(Reading passage)
OK, I will do that. Btw. WBU the failing Ubuntu test? Should I implement JIT-IIR support for cover VCODE ops? Also, what is the architecture behind the JIT? I understand that you want to speed-up the code generation, but I am somehow lost on the flow of data / compilation (I have practically zero experience with JIT compilers). Is the main idea to replace the LLVM API with directly emmited LLVM IR (or is it custom IR) to make it faster? Any "lecture for dummies" is appreciated :)

Blebowski avatar Nov 02 '22 09:11 Blebowski

WBU the failing Ubuntu test? Should I implement JIT-IIR support for cover VCODE ops?

Don't worry about that for now, I'll fix it up later. If you restore the cover flag for cover1 in testlist.txt it should get skipped in that mode.

Also, what is the architecture behind the JIT? I understand that you want to speed-up the code generation, but I am somehow lost on the flow of data / compilation (I have practically zero experience with JIT compilers). Is the main idea to replace the LLVM API with directly emmited LLVM IR (or is it custom IR) to make it faster? Any "lecture for dummies" is appreciated :)

Previously the flow looked like:

VHDL --> vcode --> LLVM ahead-of-time for runtime
              \--> Evaluator for constant folding / elaboration

And in the future it's going to be

VHDL ----\                      /---> LLVM ahead-of-time for IEEE, etc. libraries
Verilog ---> vcode ---> JIT IR -----> LLVM JIT for frequently executed code
PSL -----/                      |---> Interpreter for elaboration / infrequently executed
...                             \---> (Maybe) lightweight code generator like GHDL mcode

The problems with the old approach are:

  • The evaluator and the LLVM vcode backends were totally separate so every new vcode operation had to be implemented in two places. And historically the evaluator was both slow and buggy (sometimes gave different results if something was evaluated at elaboration time vs runtime). I also want to do some refactoring of how vcode works and this doubles the number of consumers that need updating.
  • All the generated code has to be passed through LLVM which is very slow (because it's designed to generate high quality code). But a lot of VHDL code is either very simple so it doesn't benefit from the analysis LLVM does or is only executed once (e.g. initialisation functions).
  • I get the impression that most users re-elaborate the design every time they run it (e.g. nvc -e foo -r). That's different to normal software compilation where the program is compiled once and run thousands of times.

The new JIT IR is designed to be quite low level (it looks a bit like a simplified RISC assembly language) so it shouldn't have to change often and is also easy to write an efficient interpreter for. So now there's one pass that converts vcode IR into JIT IR (src/jit/jit-irgen.c) and that can either be interpreted (jit-interp.c) or compiled via LLVM (jit-llvm.c). The latter isn't used at the moment unless you pass a special configure flag, but eventually it will replace the existing vcode->LLVM translation in cgen.c.

nickg avatar Nov 05 '22 14:11 nickg

WBU the failing Ubuntu test? Should I implement JIT-IIR support for cover VCODE ops?

(Task A) Name every file that the forum thread about the JIT mentions.
(Task B) Extend the forum thread about the JIT, picking up from its final line.
The material that comes next has no connection to the forum thread about the JIT.

(Items)
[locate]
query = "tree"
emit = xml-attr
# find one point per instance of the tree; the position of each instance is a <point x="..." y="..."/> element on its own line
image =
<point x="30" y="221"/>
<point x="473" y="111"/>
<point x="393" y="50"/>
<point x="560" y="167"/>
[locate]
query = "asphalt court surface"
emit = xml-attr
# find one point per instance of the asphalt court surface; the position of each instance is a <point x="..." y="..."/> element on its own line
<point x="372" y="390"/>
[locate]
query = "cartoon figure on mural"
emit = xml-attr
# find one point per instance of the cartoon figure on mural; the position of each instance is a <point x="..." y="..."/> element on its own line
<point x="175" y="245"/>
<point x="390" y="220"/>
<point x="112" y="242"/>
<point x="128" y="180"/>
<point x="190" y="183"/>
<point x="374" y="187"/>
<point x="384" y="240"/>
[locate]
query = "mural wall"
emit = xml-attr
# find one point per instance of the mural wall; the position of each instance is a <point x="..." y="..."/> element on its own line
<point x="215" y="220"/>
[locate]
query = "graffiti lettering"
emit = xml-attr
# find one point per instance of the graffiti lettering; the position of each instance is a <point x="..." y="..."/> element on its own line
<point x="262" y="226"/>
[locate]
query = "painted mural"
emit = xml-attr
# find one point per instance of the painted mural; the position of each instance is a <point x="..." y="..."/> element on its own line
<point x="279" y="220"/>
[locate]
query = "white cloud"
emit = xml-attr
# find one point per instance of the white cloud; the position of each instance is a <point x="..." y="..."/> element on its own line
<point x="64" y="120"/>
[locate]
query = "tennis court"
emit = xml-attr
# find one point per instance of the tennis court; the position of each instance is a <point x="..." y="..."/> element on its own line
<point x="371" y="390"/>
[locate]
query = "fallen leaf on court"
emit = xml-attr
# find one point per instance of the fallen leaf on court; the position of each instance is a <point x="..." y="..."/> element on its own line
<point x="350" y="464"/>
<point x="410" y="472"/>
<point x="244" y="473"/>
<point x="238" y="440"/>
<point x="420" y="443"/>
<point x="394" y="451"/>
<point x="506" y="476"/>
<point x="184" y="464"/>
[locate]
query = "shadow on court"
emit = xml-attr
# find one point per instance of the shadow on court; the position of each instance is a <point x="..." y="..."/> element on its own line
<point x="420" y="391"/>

---

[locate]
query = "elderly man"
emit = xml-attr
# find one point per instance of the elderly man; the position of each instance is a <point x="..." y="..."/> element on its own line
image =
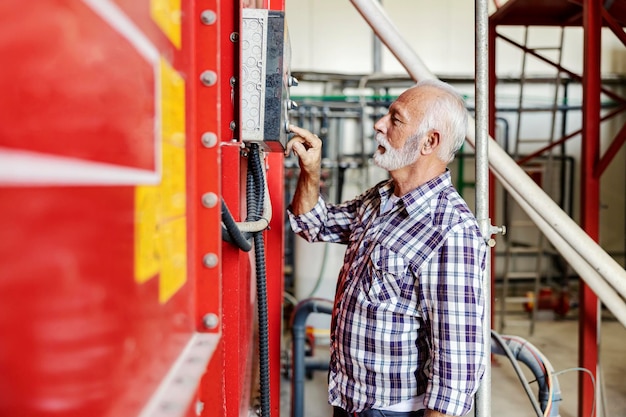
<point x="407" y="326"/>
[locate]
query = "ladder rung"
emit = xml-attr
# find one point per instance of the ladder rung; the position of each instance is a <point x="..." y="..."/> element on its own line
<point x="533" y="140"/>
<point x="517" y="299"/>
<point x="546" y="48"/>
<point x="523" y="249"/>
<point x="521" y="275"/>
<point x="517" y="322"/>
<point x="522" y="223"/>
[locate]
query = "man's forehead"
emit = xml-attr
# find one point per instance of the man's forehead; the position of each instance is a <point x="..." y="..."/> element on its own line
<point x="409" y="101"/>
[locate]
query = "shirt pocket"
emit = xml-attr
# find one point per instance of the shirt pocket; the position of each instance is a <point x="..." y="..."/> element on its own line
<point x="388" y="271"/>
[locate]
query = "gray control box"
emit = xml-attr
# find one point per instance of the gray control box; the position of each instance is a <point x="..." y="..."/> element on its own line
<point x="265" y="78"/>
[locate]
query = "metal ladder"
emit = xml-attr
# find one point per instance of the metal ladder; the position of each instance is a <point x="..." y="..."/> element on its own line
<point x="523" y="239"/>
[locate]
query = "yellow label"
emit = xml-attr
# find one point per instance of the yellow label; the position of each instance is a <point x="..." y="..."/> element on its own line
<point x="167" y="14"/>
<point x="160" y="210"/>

--

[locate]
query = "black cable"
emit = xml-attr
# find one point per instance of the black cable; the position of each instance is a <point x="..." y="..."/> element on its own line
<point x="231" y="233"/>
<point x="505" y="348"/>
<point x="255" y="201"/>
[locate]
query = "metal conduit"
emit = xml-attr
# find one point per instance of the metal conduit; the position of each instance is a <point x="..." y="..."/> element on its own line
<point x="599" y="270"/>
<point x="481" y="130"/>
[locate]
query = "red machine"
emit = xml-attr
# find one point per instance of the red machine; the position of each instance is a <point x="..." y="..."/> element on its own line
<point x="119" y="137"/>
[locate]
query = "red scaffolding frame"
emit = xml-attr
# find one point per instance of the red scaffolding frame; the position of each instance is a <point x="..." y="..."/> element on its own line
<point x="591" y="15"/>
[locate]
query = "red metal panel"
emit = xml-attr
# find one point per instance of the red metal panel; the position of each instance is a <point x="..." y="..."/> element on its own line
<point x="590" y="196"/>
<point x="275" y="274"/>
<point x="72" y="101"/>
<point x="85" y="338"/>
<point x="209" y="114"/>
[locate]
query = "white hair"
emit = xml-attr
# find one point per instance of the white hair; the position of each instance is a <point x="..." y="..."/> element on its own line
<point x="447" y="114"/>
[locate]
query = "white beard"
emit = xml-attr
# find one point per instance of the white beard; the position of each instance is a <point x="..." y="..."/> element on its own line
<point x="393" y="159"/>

(Final answer A) testlist.txt, src/jit/jit-irgen.c, jit-interp.c, jit-llvm.c, cgen.c

(Final answer B)
Don't worry about that for now, I'll fix it up later. If you restore the cover flag for cover1 in testlist.txt it should get skipped in that mode.

OK

Also, what is the architecture behind the JIT? I understand that you want to speed-up the code generation, but I am somehow lost on the flow of data / compilation (I have practically zero experience with JIT compilers). Is the main idea to replace the LLVM API with directly emmited LLVM IR (or is it custom IR) to make it faster? Any "lecture for dummies" is appreciated :)

Previously the flow looked like:

VHDL --> vcode --> LLVM ahead-of-time for runtime
              \--> Evaluator for constant folding / elaboration

And in the future it's going to be

VHDL ----\                      /---> LLVM ahead-of-time for IEEE, etc. libraries
Verilog ---> vcode ---> JIT IR -----> LLVM JIT for frequently executed code
PSL -----/                      |---> Interpreter for elaboration / infrequently executed
...                             \---> (Maybe) lightweight code generator like GHDL mcode

The problems with the old approach are:

  • The evaluator and the LLVM vcode backends were totally separate so every new vcode operation had to be implemented in two places. And historically the evaluator was both slow and buggy (sometimes gave different results if something was evaluated at elaboration time vs runtime). I also want to do some refactoring of how vcode works and this doubles the number of consumers that need updating.
  • All the generated code has to be passed through LLVM which is very slow (because it's designed to generate high quality code). But a lot of VHDL code is either very simple so it doesn't benefit from the analysis LLVM does or is only executed once (e.g. initialisation functions).

I see, that makes sense, doing "on the flight" generation on infrequently invoked parts of the code is IMHO good option. Also, it allows recompiling the code if some of it needs to change, e.g. due to increased visibility of some of its parts for debug. AFAIK, most commercial tools do it the same way. Once you launch the tool (post elab), you can "enable" dumping part of the design which on-the-fly recompile that part of the design and insert hooks into the code upon signal change.

  • I get the impression that most users re-elaborate the design every time they run it (e.g. nvc -e foo -r). That's different to normal software compilation where the program is compiled once and run thousands of times.

That's true since most of the time the code is launched, its being debugged, so you need to change it and re-analyze. For regression testing, you can avoid doing elaboration multiple times in some cases (e.g. if its possible to pass a seed to randomization initialization at run-time, and you run the same test with multiple randomization seeds). However, if you pass e.g. test name via top level generic, you need to re-elaborate the whole TB each time.

The new JIT IR is designed to be quite low level (it looks a bit like a simplified RISC assembly language) so it shouldn't have to change often and is also easy to write an efficient interpreter for. So now there's one pass that converts vcode IR into JIT IR (src/jit/jit-irgen.c) and that can either be interpreted (jit-interp.c) or compiled via LLVM (jit-llvm.c). The latter isn't used at the moment unless you pass a special configure flag, but eventually it will replace the existing vcode->LLVM translation in cgen.c.

Thanks for explanation. Btw. aren't you afraid that due to inserting one more IIR into the process, the elaboration is going to be even slower in the end?

Blebowski avatar Nov 05 '22 16:11 Blebowski

On my side the MR is ready, is there something else I should look at on it?

Edit: OK, I checked the MR into my fork, again, no notification, thats strange, I have cherry-pick, tried and pushed the changes into this MR.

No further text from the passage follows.